__TO DO__
1 - In the red meat article, into what categories did the authors divide meat?
2 - Reproduce the part of the red meat article that begins at the words "Diabetes Mellitus" and ends after "(1.08 – 1.43)".
3 - According to the red meat article, what raised the question of whether non-processed red meat might not be linked to heart disease?

__PAGE EXTRACT__
.....

Red Meat & Heart Disease

On March 5, news reports started to surface about a meta-analysis showing that processed meat, but not red meat, was linked to heart disease and diabetes. It was the first systematic review or meta-analysis of its kind, and the paper was released this month.

The authors broke meat down into three categories:

  • Red
  • Processed – might have included some poultry
  • Total – the above two categories combined

Averaged across studies, consumption levels in the lowest versus highest category of intake were (in servings per week):

Red – 1.1 vs. 8.3
Processed – 0.4 vs. 5.7
Total – 1.8 vs. 10.5

The results were:

Coronary Heart Disease

Per serving per day:
Red: 1.00 (0.81 – 1.23)
Processed: 1.42 (1.07 – 1.89)
Total: 1.27 (0.94 – 1.72)

Diabetes Mellitus

Per serving per day:
Red: 1.16 (0.92 – 1.46)
Processed: 1.19 (1.11 – 1.27)
Total: 1.12 (1.05 – 1.19)

Stroke

Per serving per day:
Total: 1.24 (1.08 – 1.43)
No other statistically significant findings.

In other words, more servings of red meat did not increase the risk of heart disease, diabetes, or stroke, while more servings of processed meat increased the risk of heart disease and diabetes. Only more servings of total meat increased the risk of stroke, but there was not nearly as much data for stroke.

This raised the question, “Could it be that non-processed red meat – and, by proxy, saturated fat – is NOT linked to heart disease?”

.....

__ENTRIES SUPPLIED__
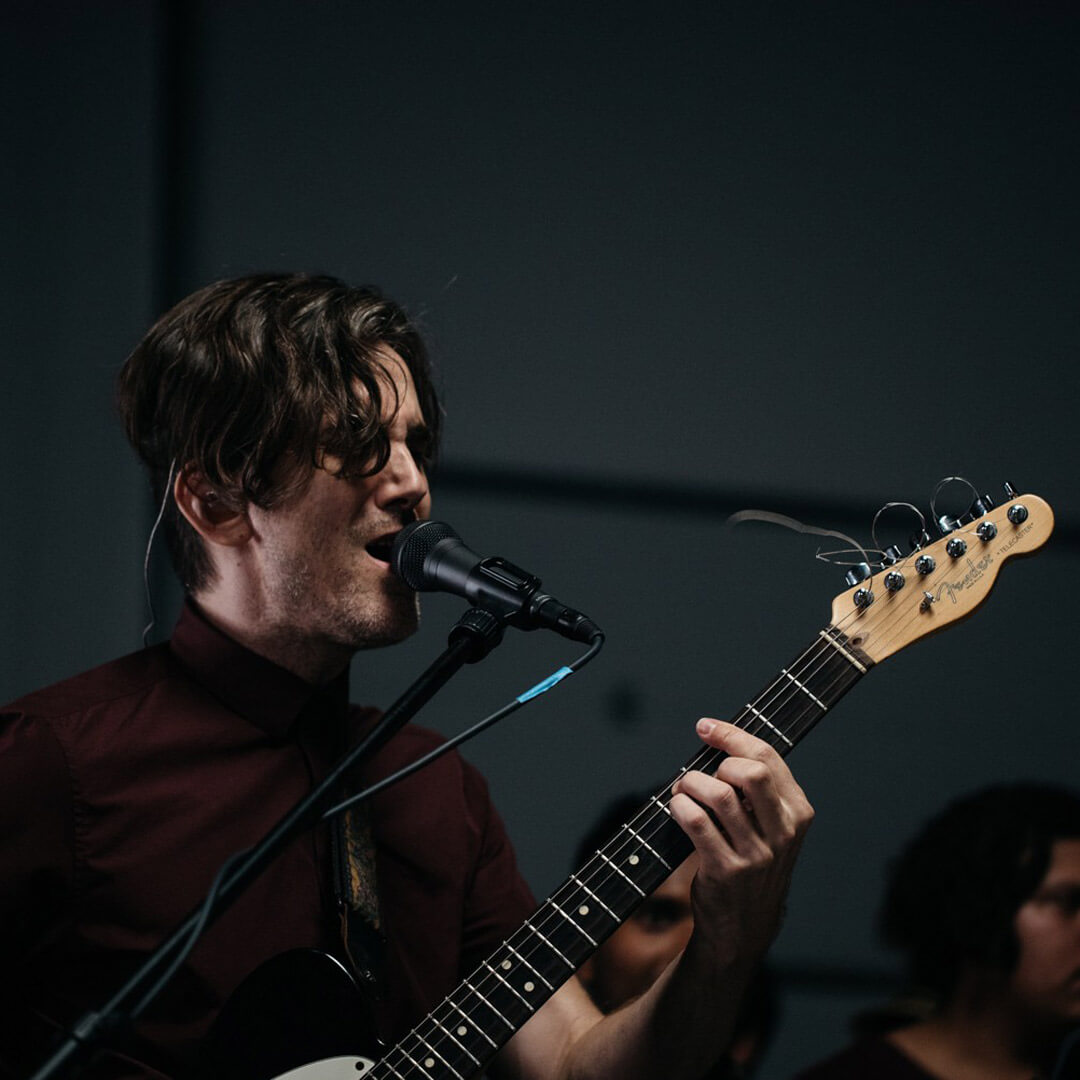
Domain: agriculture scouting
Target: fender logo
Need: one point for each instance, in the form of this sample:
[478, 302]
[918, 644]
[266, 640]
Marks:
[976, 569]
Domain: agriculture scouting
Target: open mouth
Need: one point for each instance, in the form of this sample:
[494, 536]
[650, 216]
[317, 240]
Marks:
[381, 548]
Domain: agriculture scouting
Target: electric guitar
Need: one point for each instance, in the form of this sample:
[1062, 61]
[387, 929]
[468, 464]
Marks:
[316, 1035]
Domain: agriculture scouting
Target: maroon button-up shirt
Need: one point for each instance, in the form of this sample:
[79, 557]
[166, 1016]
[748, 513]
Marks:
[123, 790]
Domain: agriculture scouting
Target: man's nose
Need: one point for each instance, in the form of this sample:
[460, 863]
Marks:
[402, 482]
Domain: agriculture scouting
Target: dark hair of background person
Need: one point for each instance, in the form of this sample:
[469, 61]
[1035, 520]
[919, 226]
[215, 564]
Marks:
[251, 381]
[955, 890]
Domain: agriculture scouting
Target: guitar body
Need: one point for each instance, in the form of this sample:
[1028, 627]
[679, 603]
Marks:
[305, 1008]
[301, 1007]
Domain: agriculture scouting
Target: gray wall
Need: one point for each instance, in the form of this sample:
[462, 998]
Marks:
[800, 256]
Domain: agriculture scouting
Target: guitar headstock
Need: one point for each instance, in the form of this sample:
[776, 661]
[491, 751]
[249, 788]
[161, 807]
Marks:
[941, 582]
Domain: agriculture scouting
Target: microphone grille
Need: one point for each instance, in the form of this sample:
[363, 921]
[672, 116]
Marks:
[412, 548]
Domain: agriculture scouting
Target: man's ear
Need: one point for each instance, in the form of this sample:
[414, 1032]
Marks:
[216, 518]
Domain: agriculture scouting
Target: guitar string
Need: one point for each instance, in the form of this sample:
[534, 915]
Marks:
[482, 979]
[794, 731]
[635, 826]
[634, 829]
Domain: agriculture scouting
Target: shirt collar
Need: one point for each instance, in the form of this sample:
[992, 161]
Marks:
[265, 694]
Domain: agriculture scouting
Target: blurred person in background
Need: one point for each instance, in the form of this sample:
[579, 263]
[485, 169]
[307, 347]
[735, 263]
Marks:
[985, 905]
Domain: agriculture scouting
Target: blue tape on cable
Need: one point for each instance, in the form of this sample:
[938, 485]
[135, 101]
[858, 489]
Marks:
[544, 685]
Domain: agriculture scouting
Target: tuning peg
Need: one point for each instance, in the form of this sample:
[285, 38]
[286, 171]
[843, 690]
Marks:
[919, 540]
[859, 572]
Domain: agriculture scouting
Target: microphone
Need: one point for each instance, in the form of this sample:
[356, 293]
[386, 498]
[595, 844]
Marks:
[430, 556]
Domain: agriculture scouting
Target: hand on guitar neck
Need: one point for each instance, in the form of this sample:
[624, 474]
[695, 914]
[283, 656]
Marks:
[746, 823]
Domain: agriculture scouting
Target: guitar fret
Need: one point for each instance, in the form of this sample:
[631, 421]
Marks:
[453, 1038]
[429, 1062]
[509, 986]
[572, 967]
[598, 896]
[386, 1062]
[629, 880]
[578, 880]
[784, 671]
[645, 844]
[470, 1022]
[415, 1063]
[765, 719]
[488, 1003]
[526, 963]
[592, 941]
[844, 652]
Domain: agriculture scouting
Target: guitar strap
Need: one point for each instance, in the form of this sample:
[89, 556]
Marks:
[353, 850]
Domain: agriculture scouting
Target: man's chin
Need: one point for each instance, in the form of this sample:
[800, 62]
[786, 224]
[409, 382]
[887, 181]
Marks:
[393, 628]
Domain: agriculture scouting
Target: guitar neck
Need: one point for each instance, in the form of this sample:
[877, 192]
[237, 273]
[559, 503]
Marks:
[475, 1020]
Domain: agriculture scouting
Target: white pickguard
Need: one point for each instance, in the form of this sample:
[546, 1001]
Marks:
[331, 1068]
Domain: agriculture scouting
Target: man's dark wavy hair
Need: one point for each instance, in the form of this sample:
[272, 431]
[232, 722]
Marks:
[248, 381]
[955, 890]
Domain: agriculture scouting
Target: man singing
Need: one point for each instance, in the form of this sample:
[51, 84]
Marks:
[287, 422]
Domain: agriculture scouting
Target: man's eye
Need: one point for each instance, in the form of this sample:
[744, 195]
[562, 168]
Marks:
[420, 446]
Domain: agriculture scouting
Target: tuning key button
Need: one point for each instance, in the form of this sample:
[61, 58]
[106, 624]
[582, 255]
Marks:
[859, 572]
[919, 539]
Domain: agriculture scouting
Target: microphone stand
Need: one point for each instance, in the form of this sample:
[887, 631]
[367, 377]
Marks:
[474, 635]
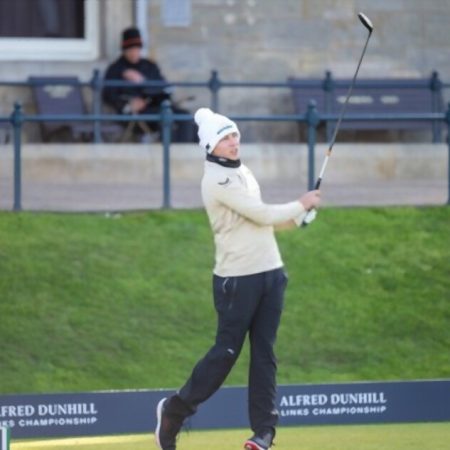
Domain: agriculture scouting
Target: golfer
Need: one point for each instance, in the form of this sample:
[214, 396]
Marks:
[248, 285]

.....

__ANSWERS GIVEN__
1 - Three categories: red, processed, and total (red and processed combined).

2 -
Diabetes Mellitus

Per serving per day:
Red: 1.16 (0.92 – 1.46)
Processed: 1.19 (1.11 – 1.27)
Total: 1.12 (1.05 – 1.19)

Stroke

Per serving per day:
Total: 1.24 (1.08 – 1.43)

3 - The meta-analysis found that more servings of red meat did not increase the risk of heart disease, diabetes, or stroke. More servings of processed meat did increase the risk of heart disease and diabetes.